Please report how many lines in the dataset excerpt below contain the word "post", treating case as significant. Give only the number.

[Dataset excerpt]
□ □ □ □
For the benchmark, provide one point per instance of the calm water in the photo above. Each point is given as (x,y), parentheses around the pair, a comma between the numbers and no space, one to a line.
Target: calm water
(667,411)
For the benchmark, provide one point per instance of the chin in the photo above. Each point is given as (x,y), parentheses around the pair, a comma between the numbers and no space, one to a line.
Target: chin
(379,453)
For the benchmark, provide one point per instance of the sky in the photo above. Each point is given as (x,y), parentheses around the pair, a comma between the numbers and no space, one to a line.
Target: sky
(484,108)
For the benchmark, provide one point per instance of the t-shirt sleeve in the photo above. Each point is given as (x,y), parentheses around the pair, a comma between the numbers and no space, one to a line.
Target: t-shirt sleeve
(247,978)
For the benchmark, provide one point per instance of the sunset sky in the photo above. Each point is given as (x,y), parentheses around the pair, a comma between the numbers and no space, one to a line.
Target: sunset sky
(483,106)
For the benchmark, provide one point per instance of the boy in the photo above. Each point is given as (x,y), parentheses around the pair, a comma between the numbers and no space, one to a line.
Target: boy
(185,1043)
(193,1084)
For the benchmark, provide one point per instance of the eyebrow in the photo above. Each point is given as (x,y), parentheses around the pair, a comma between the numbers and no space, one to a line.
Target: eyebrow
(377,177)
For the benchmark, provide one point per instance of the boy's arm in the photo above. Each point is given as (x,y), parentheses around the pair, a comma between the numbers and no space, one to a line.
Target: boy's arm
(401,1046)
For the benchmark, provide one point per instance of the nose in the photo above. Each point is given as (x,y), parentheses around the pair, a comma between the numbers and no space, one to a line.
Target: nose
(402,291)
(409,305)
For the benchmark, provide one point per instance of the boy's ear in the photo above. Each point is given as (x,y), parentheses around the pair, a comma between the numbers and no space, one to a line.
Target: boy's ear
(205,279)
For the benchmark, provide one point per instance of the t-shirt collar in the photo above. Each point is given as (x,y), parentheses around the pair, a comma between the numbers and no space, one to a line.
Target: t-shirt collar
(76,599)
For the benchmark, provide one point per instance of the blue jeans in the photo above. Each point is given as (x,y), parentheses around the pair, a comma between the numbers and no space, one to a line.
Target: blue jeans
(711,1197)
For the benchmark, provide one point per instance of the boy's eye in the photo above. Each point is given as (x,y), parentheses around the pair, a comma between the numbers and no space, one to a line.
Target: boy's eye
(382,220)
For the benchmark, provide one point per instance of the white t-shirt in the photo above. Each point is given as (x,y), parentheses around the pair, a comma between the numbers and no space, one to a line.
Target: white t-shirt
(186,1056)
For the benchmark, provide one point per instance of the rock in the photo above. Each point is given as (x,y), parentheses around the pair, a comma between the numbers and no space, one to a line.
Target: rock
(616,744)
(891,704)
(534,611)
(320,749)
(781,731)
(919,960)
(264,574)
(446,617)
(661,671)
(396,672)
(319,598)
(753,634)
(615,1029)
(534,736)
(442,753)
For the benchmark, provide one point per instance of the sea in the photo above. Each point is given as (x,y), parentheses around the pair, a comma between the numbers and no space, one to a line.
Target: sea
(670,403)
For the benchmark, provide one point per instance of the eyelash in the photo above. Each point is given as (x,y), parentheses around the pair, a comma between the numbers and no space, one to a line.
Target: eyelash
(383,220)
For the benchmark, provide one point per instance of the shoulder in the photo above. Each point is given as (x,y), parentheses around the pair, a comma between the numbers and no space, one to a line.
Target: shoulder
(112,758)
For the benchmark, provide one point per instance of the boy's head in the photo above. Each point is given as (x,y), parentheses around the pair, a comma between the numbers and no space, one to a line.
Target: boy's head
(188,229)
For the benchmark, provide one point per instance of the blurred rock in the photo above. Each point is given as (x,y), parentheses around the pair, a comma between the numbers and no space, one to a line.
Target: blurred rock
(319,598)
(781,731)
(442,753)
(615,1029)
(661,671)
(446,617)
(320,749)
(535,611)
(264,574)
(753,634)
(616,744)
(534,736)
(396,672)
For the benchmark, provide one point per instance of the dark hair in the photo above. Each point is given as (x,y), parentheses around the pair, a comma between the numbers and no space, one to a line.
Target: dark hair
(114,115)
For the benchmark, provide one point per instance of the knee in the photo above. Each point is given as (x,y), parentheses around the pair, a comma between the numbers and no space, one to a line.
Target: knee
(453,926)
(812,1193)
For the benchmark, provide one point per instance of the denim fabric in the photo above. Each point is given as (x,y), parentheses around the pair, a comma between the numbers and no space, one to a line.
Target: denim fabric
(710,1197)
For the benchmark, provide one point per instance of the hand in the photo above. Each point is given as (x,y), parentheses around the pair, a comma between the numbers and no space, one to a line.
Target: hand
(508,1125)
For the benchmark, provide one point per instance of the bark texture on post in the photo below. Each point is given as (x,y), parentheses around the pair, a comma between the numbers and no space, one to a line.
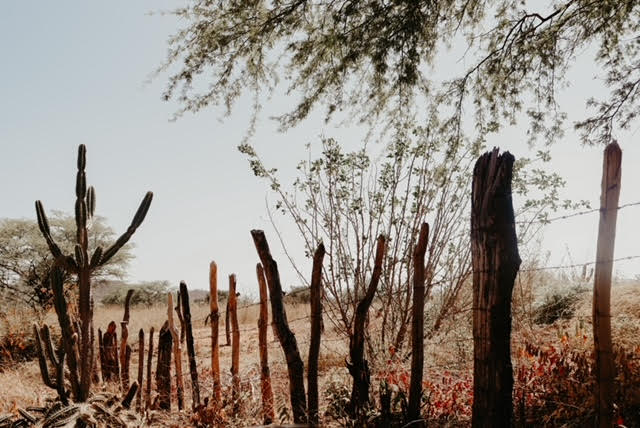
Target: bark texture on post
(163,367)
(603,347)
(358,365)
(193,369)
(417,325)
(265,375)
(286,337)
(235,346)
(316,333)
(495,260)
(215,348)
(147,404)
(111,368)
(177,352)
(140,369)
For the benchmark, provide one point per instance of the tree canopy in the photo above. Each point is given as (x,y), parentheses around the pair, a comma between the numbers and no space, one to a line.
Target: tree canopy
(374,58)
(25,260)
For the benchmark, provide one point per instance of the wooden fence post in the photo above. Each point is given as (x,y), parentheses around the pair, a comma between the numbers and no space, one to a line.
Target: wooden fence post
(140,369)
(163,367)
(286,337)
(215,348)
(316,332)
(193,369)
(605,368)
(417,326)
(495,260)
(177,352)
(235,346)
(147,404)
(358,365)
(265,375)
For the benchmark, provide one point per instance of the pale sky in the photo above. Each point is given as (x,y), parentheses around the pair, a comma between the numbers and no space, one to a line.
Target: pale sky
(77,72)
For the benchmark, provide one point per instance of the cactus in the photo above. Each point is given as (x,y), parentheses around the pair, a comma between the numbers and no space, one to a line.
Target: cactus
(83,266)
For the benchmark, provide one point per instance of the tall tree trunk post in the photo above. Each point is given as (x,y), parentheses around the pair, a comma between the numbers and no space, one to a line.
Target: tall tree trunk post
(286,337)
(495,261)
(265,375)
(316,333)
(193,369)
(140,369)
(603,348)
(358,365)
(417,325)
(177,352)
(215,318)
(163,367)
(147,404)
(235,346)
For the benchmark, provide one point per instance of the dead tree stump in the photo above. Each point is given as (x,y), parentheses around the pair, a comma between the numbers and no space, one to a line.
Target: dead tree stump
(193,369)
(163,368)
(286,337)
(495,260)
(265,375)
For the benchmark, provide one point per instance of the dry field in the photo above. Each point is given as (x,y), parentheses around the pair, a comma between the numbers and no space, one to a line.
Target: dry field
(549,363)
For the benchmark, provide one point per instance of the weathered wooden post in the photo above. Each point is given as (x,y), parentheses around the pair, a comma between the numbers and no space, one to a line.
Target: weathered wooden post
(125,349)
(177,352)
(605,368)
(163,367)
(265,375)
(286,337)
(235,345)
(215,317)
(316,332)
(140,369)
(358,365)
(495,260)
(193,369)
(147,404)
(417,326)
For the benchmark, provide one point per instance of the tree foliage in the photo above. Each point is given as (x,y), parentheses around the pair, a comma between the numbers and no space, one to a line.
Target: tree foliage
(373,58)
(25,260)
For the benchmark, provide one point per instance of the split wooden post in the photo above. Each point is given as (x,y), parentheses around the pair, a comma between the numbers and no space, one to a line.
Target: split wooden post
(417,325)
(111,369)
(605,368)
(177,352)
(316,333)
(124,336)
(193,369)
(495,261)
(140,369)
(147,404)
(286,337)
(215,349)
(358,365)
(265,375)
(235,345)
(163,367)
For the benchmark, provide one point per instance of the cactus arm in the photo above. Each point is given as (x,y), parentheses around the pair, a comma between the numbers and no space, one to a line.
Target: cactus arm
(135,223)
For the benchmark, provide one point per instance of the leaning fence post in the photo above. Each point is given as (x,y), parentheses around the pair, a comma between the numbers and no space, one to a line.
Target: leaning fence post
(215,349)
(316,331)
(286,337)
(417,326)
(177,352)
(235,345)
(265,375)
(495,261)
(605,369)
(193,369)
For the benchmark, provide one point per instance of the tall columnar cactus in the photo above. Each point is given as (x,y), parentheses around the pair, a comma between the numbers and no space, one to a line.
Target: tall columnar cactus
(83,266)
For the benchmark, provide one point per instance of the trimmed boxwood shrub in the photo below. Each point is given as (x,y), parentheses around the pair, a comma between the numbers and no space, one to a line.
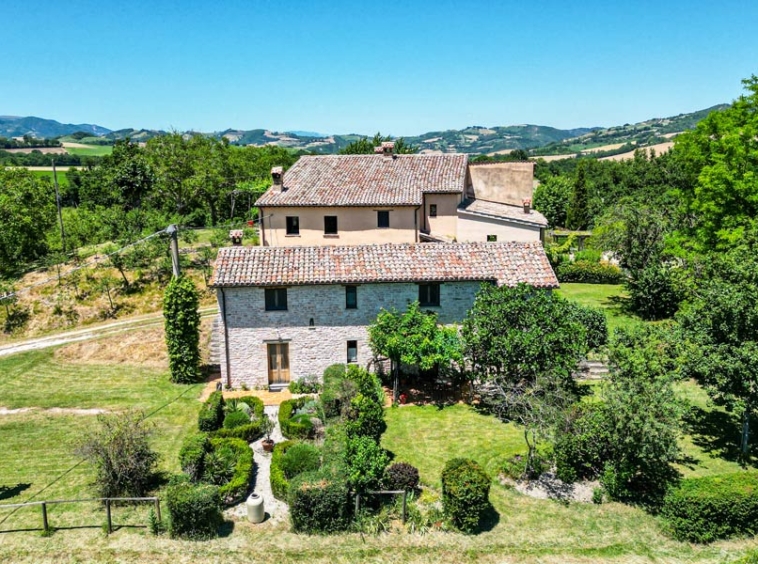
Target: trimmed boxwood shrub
□ □ □ □
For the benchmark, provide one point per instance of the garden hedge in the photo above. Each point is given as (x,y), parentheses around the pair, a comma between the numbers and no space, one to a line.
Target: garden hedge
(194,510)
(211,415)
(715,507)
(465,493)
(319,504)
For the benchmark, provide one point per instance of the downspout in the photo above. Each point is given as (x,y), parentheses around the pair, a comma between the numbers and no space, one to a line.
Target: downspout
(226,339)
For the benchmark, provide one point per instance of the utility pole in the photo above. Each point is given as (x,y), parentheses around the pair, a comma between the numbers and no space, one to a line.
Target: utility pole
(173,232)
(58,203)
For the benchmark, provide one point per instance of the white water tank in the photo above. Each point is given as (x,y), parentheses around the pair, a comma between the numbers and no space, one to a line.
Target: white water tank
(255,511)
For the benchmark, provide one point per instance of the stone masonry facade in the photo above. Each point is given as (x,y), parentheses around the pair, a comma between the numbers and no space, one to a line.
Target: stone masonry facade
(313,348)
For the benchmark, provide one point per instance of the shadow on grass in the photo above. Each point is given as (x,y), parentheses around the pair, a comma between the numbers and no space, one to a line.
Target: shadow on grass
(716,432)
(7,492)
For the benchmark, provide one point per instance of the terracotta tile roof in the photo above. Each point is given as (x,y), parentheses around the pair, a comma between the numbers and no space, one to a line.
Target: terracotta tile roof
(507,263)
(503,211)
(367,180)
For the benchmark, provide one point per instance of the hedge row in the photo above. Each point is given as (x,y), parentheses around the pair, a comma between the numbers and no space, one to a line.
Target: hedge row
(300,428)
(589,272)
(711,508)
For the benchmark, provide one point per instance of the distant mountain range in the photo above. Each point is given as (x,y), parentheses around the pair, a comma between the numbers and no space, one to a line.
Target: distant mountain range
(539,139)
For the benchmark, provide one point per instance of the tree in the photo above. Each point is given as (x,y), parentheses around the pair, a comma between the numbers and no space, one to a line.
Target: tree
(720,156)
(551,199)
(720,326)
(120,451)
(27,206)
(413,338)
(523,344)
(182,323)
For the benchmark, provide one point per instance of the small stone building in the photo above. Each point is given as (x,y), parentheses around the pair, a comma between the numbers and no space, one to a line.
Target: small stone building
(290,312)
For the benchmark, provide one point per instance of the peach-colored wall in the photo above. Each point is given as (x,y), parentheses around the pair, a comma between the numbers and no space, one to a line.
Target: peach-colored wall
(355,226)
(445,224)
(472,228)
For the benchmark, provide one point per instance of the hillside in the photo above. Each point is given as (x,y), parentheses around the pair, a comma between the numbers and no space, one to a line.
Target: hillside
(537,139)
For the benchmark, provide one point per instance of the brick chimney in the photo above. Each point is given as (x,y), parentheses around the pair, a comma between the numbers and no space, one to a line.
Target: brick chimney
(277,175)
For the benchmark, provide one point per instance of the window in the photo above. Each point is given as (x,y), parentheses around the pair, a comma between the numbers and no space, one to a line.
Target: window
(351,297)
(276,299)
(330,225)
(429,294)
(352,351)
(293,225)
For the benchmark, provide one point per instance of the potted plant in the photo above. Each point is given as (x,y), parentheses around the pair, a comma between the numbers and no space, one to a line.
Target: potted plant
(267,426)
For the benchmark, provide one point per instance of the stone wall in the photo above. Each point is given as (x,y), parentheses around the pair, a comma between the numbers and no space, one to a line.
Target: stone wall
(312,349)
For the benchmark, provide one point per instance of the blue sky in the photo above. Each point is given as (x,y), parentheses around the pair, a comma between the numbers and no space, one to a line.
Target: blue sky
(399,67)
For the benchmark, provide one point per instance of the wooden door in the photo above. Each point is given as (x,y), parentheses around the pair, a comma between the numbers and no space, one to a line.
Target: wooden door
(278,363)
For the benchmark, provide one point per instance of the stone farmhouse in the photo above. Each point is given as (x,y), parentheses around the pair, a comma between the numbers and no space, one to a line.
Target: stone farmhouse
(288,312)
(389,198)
□ □ □ □
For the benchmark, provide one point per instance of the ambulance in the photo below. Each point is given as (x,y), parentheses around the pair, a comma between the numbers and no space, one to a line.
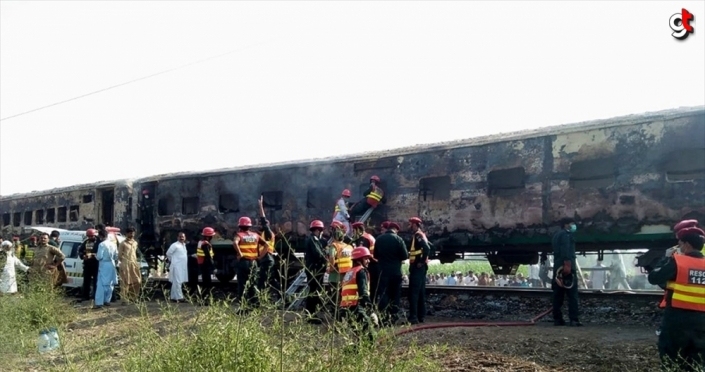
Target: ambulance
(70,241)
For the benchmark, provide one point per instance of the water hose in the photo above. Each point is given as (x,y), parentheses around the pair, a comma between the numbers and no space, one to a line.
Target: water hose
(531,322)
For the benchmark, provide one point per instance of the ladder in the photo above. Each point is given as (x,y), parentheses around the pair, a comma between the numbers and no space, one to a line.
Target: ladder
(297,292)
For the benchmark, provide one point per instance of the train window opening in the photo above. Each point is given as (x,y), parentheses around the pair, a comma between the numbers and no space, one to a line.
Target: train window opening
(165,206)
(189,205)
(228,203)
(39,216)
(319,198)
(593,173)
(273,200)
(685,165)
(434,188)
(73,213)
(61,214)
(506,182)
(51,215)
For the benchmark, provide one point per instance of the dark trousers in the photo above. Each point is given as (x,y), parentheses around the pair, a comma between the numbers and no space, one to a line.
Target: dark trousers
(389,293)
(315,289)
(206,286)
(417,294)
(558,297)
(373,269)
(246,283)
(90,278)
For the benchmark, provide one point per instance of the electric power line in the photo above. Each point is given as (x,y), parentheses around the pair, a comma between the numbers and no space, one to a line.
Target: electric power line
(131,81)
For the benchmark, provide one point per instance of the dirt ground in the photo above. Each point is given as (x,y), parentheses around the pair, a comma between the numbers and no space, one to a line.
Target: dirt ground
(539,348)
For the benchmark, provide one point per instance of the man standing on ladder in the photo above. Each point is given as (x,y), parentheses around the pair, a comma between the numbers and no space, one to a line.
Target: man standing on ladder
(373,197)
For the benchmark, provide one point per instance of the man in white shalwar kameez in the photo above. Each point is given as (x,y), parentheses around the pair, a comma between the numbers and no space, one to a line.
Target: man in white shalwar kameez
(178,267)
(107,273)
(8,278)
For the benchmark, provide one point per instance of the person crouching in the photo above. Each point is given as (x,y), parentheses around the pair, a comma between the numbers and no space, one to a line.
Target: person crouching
□ □ □ □
## THE ANSWER
12